# Stated task
Return the stretch of data below from the line containing "One point marks each instance of the woman's" through the end of the data, copying each line without any change.

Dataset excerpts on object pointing
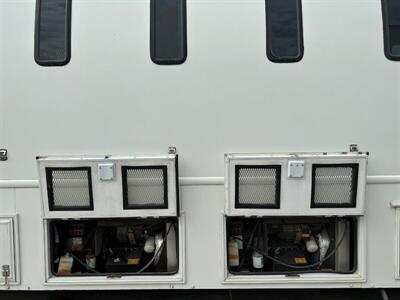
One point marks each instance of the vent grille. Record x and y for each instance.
(334, 185)
(69, 189)
(145, 187)
(258, 186)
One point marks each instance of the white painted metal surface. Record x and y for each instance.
(9, 249)
(295, 194)
(226, 98)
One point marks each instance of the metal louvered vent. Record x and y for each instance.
(145, 187)
(69, 189)
(334, 186)
(257, 186)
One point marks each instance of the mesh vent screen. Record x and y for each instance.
(69, 189)
(257, 187)
(335, 185)
(145, 187)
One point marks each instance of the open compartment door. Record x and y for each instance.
(132, 186)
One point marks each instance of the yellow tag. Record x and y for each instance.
(300, 260)
(133, 261)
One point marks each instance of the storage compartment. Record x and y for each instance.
(291, 245)
(113, 247)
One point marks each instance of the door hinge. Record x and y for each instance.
(3, 154)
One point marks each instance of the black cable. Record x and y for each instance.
(317, 264)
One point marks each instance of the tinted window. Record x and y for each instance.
(284, 30)
(168, 31)
(52, 32)
(391, 24)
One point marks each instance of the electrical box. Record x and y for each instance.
(296, 169)
(9, 250)
(300, 184)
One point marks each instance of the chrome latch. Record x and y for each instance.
(5, 272)
(3, 155)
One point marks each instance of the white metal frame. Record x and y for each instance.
(108, 195)
(12, 221)
(358, 276)
(295, 196)
(178, 278)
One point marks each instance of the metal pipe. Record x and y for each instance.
(194, 181)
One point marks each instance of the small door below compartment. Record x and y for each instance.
(9, 249)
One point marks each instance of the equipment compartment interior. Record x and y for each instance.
(114, 247)
(291, 245)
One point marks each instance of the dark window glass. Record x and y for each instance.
(168, 31)
(284, 30)
(53, 32)
(391, 24)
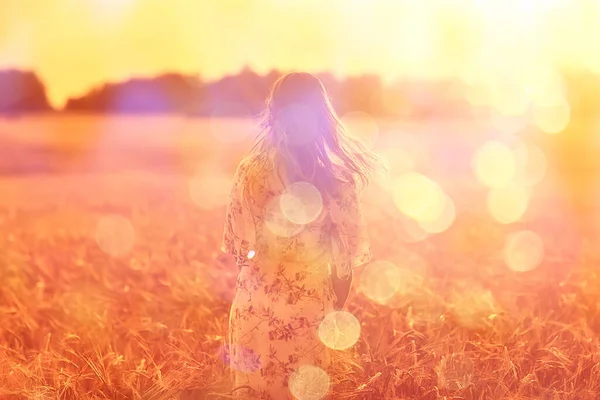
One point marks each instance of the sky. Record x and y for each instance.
(75, 45)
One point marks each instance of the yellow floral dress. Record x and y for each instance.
(285, 240)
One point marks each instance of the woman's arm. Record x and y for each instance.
(341, 288)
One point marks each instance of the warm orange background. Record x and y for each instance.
(77, 44)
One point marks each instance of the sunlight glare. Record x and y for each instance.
(494, 164)
(524, 251)
(309, 382)
(226, 132)
(418, 196)
(339, 330)
(301, 203)
(362, 127)
(444, 220)
(508, 204)
(207, 191)
(277, 223)
(531, 164)
(552, 118)
(380, 280)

# Final result
One point marks each instance of the woman's arm. Record x and y for each instance.
(341, 288)
One point marks each instance of the warm orange background. Record x and y for each instance.
(77, 44)
One point marks each instance of the sunlight glare. Record x and y for each instance.
(494, 164)
(524, 251)
(309, 382)
(226, 132)
(418, 196)
(339, 330)
(301, 203)
(362, 127)
(444, 220)
(508, 204)
(207, 191)
(277, 223)
(531, 164)
(552, 118)
(380, 280)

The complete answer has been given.